#### [Exercise objective]
Find each line in the records below that contains the word "frame", and copy those lines out.
*** Data supplied
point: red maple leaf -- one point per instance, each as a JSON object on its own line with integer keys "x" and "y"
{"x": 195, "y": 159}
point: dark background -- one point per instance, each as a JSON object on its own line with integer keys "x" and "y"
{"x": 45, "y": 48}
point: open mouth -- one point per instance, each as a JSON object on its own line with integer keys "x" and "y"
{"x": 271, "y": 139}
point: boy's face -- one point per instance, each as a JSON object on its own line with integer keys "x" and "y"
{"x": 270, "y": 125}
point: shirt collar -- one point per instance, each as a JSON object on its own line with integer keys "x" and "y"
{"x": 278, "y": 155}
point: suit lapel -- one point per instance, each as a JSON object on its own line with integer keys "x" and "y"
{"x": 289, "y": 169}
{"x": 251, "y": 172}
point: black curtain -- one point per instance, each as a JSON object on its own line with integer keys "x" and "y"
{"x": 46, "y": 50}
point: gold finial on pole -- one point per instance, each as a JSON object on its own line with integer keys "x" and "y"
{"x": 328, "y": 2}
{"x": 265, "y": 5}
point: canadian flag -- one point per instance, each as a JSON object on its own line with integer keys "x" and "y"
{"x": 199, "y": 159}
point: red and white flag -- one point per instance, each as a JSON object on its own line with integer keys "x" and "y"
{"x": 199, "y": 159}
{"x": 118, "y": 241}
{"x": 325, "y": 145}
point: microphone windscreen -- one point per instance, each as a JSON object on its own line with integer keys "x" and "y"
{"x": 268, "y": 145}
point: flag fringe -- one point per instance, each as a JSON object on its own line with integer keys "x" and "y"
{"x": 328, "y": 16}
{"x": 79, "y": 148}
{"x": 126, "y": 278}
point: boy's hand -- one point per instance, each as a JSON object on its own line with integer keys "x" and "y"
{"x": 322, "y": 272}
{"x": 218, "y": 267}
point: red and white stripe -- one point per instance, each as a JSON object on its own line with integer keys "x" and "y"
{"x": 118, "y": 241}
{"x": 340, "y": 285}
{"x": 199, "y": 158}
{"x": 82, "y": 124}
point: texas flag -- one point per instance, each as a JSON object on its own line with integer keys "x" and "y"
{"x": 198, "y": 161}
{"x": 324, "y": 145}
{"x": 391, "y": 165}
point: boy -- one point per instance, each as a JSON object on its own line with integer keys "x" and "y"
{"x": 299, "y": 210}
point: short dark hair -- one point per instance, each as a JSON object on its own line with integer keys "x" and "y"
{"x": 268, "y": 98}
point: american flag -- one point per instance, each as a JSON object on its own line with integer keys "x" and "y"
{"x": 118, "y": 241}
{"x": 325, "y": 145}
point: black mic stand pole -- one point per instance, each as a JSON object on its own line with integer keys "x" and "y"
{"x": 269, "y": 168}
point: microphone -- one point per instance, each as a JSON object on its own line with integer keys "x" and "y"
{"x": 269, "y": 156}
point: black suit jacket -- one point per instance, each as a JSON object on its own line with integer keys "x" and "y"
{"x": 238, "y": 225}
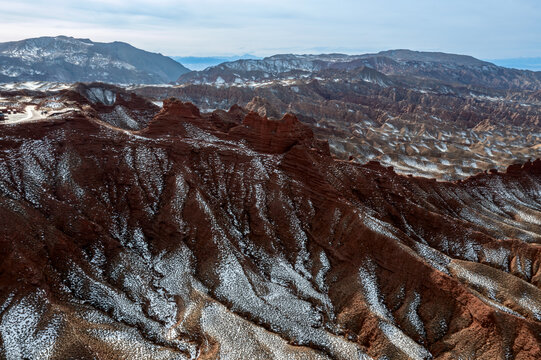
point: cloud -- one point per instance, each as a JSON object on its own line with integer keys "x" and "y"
{"x": 486, "y": 29}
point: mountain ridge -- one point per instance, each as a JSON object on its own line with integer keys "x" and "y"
{"x": 68, "y": 59}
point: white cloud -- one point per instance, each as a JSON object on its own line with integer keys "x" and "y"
{"x": 486, "y": 29}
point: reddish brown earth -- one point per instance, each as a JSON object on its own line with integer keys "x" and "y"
{"x": 231, "y": 236}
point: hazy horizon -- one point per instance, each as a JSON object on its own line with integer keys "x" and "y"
{"x": 484, "y": 29}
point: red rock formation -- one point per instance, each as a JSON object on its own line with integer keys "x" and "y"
{"x": 199, "y": 238}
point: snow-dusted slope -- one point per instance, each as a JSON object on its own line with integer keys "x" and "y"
{"x": 66, "y": 59}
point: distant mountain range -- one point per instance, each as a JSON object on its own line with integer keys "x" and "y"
{"x": 66, "y": 59}
{"x": 533, "y": 64}
{"x": 197, "y": 63}
{"x": 404, "y": 67}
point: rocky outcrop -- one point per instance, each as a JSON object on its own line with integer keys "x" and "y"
{"x": 229, "y": 235}
{"x": 66, "y": 59}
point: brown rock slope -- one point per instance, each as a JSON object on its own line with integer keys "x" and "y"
{"x": 231, "y": 237}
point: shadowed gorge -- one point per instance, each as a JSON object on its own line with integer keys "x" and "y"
{"x": 183, "y": 234}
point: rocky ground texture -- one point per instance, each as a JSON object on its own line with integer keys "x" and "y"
{"x": 231, "y": 236}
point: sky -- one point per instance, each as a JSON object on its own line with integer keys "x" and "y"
{"x": 485, "y": 29}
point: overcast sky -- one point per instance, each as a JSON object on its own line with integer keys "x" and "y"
{"x": 485, "y": 29}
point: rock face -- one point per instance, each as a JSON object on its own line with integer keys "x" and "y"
{"x": 232, "y": 236}
{"x": 445, "y": 132}
{"x": 449, "y": 69}
{"x": 66, "y": 59}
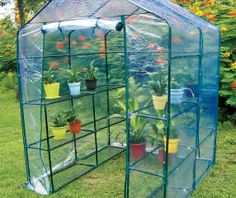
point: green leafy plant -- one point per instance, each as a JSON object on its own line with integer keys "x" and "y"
{"x": 137, "y": 124}
{"x": 158, "y": 83}
{"x": 156, "y": 136}
{"x": 59, "y": 119}
{"x": 91, "y": 72}
{"x": 73, "y": 76}
{"x": 71, "y": 116}
{"x": 48, "y": 77}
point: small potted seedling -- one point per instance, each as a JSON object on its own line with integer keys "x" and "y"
{"x": 137, "y": 138}
{"x": 158, "y": 85}
{"x": 173, "y": 139}
{"x": 51, "y": 88}
{"x": 137, "y": 130}
{"x": 91, "y": 77}
{"x": 74, "y": 82}
{"x": 233, "y": 87}
{"x": 59, "y": 126}
{"x": 74, "y": 122}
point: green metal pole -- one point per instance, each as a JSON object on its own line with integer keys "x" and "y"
{"x": 108, "y": 95}
{"x": 46, "y": 120}
{"x": 198, "y": 106}
{"x": 127, "y": 172}
{"x": 27, "y": 166}
{"x": 95, "y": 128}
{"x": 168, "y": 114}
{"x": 72, "y": 102}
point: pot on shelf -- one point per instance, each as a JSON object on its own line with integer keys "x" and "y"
{"x": 59, "y": 133}
{"x": 159, "y": 102}
{"x": 52, "y": 90}
{"x": 162, "y": 157}
{"x": 91, "y": 85}
{"x": 75, "y": 126}
{"x": 137, "y": 151}
{"x": 173, "y": 145}
{"x": 74, "y": 88}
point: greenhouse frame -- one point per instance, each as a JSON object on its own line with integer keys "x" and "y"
{"x": 106, "y": 77}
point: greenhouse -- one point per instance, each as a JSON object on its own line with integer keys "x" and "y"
{"x": 106, "y": 77}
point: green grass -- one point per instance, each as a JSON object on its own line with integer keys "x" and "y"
{"x": 108, "y": 180}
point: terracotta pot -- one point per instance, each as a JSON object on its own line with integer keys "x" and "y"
{"x": 137, "y": 151}
{"x": 173, "y": 145}
{"x": 162, "y": 157}
{"x": 91, "y": 84}
{"x": 159, "y": 102}
{"x": 75, "y": 126}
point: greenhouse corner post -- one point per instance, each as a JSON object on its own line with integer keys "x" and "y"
{"x": 168, "y": 112}
{"x": 198, "y": 105}
{"x": 218, "y": 83}
{"x": 108, "y": 95}
{"x": 22, "y": 110}
{"x": 41, "y": 116}
{"x": 126, "y": 190}
{"x": 72, "y": 103}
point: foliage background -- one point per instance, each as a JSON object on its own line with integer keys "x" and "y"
{"x": 219, "y": 12}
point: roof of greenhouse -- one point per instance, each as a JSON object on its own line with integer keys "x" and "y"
{"x": 67, "y": 10}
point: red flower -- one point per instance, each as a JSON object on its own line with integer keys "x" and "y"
{"x": 53, "y": 64}
{"x": 131, "y": 19}
{"x": 74, "y": 43}
{"x": 176, "y": 39}
{"x": 81, "y": 38}
{"x": 102, "y": 49}
{"x": 160, "y": 60}
{"x": 151, "y": 46}
{"x": 211, "y": 18}
{"x": 232, "y": 13}
{"x": 60, "y": 45}
{"x": 87, "y": 45}
{"x": 160, "y": 49}
{"x": 102, "y": 55}
{"x": 100, "y": 34}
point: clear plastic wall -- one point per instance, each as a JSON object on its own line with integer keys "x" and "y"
{"x": 157, "y": 39}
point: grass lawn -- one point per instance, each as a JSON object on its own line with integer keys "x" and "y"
{"x": 108, "y": 180}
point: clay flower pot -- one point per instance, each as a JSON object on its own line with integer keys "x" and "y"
{"x": 74, "y": 88}
{"x": 75, "y": 126}
{"x": 52, "y": 90}
{"x": 91, "y": 84}
{"x": 162, "y": 157}
{"x": 159, "y": 102}
{"x": 59, "y": 133}
{"x": 137, "y": 151}
{"x": 173, "y": 145}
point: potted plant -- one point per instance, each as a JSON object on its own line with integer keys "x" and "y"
{"x": 233, "y": 87}
{"x": 51, "y": 88}
{"x": 158, "y": 85}
{"x": 74, "y": 82}
{"x": 137, "y": 138}
{"x": 74, "y": 122}
{"x": 137, "y": 130}
{"x": 173, "y": 139}
{"x": 91, "y": 77}
{"x": 156, "y": 138}
{"x": 59, "y": 126}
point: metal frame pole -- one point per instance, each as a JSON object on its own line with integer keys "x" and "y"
{"x": 27, "y": 165}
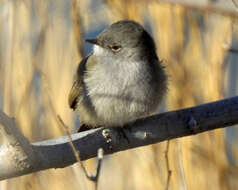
******
#### [Reply]
point: greenhouse frame -- one point per instance, each as a JSON object on its own line with integer keys "x" and "y"
point: metal frame pole -- one point per instance, each as a JSON object on its own line with integer keys "x" and "y"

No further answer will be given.